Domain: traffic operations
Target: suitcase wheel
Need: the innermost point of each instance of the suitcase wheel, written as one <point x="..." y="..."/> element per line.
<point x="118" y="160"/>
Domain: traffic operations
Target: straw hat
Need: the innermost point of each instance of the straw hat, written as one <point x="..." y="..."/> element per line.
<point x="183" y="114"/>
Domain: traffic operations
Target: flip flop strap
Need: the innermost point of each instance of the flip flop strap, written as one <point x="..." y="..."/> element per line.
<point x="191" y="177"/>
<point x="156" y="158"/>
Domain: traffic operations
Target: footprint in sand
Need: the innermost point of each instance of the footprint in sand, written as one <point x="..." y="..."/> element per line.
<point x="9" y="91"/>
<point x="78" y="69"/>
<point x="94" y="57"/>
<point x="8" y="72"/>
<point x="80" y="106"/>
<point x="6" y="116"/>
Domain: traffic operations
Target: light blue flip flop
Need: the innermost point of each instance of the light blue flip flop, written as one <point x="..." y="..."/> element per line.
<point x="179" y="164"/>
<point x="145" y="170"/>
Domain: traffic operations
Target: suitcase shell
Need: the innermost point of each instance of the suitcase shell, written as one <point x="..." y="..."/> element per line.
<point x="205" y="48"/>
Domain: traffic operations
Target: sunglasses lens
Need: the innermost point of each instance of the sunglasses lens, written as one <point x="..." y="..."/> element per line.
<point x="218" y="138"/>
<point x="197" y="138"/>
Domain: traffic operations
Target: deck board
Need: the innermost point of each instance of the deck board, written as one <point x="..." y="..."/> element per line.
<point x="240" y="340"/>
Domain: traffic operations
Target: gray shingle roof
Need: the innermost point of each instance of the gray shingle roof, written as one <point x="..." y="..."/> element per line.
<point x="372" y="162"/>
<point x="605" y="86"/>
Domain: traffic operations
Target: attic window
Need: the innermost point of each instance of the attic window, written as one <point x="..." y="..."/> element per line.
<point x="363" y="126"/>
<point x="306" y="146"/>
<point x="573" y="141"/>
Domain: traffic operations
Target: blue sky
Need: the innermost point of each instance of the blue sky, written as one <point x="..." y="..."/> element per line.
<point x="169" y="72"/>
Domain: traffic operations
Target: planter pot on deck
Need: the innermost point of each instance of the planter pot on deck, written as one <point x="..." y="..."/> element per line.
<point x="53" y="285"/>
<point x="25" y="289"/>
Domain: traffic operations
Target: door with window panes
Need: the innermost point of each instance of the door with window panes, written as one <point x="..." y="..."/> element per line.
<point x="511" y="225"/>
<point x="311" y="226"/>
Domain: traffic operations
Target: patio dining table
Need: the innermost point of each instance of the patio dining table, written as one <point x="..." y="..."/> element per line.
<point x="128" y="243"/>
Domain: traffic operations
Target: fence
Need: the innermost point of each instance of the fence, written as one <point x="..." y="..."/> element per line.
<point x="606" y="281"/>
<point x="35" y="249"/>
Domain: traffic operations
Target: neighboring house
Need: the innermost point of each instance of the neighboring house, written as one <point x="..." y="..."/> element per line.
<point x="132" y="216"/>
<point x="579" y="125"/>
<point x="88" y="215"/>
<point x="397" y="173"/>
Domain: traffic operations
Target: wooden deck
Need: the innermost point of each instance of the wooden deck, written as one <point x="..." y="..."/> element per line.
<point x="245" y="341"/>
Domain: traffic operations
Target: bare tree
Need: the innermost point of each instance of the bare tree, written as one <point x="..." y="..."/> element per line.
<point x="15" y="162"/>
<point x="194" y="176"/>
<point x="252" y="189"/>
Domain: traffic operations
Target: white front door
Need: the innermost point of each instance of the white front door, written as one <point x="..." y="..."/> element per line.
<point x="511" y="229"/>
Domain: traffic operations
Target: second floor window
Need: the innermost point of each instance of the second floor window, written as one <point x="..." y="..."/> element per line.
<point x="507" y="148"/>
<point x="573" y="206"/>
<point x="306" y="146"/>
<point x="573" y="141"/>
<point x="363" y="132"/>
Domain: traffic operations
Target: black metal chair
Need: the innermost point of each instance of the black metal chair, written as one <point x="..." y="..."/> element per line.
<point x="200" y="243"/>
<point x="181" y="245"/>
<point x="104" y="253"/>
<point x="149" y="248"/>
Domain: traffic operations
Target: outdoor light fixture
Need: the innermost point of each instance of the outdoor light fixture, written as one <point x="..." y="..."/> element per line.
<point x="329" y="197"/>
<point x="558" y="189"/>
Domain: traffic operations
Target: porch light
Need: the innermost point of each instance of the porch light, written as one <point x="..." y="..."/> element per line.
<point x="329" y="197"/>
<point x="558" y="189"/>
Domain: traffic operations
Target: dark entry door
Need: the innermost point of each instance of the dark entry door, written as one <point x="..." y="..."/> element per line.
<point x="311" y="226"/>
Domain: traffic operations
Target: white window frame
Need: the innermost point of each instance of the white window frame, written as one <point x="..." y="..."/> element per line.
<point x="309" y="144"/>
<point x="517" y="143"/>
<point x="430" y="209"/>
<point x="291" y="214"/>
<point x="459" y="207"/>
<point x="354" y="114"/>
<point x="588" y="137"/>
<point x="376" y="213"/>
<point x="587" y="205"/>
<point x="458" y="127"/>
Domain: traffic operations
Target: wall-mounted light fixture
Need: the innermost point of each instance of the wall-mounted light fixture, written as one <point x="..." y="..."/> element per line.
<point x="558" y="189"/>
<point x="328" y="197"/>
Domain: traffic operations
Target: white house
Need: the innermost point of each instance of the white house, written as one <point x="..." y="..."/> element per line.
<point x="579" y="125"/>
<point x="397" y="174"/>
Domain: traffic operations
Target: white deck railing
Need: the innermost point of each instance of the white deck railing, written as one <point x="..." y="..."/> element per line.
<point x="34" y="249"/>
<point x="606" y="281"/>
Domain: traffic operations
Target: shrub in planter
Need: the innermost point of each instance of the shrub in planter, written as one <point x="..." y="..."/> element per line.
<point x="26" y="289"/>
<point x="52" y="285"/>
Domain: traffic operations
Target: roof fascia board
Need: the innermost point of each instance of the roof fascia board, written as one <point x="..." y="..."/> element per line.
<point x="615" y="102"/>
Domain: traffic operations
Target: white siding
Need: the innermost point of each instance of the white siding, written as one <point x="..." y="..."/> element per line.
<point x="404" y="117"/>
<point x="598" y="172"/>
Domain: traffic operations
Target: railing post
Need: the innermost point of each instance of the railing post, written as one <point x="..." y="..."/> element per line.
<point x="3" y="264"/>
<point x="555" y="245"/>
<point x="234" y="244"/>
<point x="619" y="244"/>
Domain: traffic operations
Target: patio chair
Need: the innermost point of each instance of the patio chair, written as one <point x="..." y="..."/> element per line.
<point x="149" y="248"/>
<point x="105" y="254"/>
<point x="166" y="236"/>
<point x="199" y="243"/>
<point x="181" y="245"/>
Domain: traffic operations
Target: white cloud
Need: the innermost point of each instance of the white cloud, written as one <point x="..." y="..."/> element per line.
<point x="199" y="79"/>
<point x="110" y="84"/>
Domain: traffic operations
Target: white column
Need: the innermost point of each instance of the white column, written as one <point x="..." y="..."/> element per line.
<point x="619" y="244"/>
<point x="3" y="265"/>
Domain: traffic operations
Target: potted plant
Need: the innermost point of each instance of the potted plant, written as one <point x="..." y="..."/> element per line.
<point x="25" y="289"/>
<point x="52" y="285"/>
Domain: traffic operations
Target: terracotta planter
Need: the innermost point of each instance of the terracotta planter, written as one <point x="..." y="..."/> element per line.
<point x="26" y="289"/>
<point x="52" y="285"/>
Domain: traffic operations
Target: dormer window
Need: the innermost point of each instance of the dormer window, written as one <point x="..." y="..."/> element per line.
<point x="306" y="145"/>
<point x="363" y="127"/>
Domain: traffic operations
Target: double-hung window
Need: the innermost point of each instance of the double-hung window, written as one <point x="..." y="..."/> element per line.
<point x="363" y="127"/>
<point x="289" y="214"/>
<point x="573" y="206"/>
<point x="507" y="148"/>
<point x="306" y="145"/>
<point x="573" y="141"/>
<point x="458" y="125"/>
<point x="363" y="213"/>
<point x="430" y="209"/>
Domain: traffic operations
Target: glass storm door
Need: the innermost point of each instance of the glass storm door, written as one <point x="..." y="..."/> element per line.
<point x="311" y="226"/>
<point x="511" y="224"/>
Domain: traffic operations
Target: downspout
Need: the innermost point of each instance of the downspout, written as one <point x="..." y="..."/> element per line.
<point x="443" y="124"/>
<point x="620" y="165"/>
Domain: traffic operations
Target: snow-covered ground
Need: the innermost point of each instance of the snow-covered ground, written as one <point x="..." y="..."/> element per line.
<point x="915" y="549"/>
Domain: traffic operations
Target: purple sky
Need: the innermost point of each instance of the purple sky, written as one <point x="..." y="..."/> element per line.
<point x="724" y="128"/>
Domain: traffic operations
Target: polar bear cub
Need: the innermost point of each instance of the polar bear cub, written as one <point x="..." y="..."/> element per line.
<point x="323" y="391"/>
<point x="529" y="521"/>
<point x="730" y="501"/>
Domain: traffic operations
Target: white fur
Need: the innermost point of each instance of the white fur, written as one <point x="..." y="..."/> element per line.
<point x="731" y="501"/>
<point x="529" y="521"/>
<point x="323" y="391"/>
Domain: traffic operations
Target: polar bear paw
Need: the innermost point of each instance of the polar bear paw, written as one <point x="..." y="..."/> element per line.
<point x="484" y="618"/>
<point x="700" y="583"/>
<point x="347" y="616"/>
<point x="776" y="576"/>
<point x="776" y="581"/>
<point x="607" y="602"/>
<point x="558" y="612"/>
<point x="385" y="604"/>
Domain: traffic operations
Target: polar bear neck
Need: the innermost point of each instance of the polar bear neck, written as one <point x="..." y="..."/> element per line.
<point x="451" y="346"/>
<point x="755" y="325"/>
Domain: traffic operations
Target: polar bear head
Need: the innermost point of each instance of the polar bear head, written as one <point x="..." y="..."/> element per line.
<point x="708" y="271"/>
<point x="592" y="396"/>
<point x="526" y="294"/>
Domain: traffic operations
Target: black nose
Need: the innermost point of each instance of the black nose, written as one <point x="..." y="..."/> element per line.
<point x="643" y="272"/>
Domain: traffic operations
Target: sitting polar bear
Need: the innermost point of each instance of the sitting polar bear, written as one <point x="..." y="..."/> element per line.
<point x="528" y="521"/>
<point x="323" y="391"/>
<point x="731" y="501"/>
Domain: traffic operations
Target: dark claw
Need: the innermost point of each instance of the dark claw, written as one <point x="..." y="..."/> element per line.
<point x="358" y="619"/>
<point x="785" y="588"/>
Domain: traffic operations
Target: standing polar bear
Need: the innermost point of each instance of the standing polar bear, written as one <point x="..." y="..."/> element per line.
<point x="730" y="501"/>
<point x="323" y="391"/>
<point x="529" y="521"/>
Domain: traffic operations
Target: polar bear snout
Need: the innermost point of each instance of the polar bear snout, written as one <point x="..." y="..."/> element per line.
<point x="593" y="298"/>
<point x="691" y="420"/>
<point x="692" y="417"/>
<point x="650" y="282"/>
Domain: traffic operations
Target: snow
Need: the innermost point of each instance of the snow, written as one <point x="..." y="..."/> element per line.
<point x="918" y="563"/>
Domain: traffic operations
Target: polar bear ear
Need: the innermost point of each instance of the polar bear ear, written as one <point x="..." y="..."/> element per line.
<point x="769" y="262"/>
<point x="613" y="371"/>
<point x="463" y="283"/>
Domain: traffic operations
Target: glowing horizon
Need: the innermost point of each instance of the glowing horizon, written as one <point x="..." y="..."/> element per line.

----------

• **What is being asked**:
Your task is to quote the lines above, beginning with the first and ending with the one that holds "Target: sunglasses lens".

• **Output of the exercise**:
Domain: traffic operations
Target: suitcase wheel
Need: the innermost point of each instance of the suitcase wheel, written as one <point x="..." y="..."/> element per line.
<point x="118" y="160"/>
Domain: traffic operations
Target: straw hat
Need: the innermost point of each instance of the straw hat, written as one <point x="..." y="..."/> element per line.
<point x="183" y="114"/>
Domain: traffic operations
Target: flip flop strap
Need: the innermost point of each instance of the flip flop strap, written as one <point x="..." y="..."/> element per line.
<point x="191" y="177"/>
<point x="156" y="158"/>
Domain: traffic operations
Target: footprint in sand
Need: the innermost point of each instance of the footprint in sand, written as one <point x="..." y="..."/> element per line.
<point x="9" y="91"/>
<point x="78" y="69"/>
<point x="94" y="57"/>
<point x="8" y="72"/>
<point x="80" y="106"/>
<point x="6" y="116"/>
Domain: traffic operations
Target: light blue flip flop
Need: the innermost point of each instance of the light blue flip flop, written as one <point x="..." y="..."/> element per line.
<point x="179" y="164"/>
<point x="145" y="170"/>
Domain: traffic operations
Target: suitcase shell
Need: the innermost point of each instance of the suitcase shell, written as one <point x="..." y="..."/> element per line.
<point x="205" y="48"/>
Domain: traffic operations
Target: sunglasses lens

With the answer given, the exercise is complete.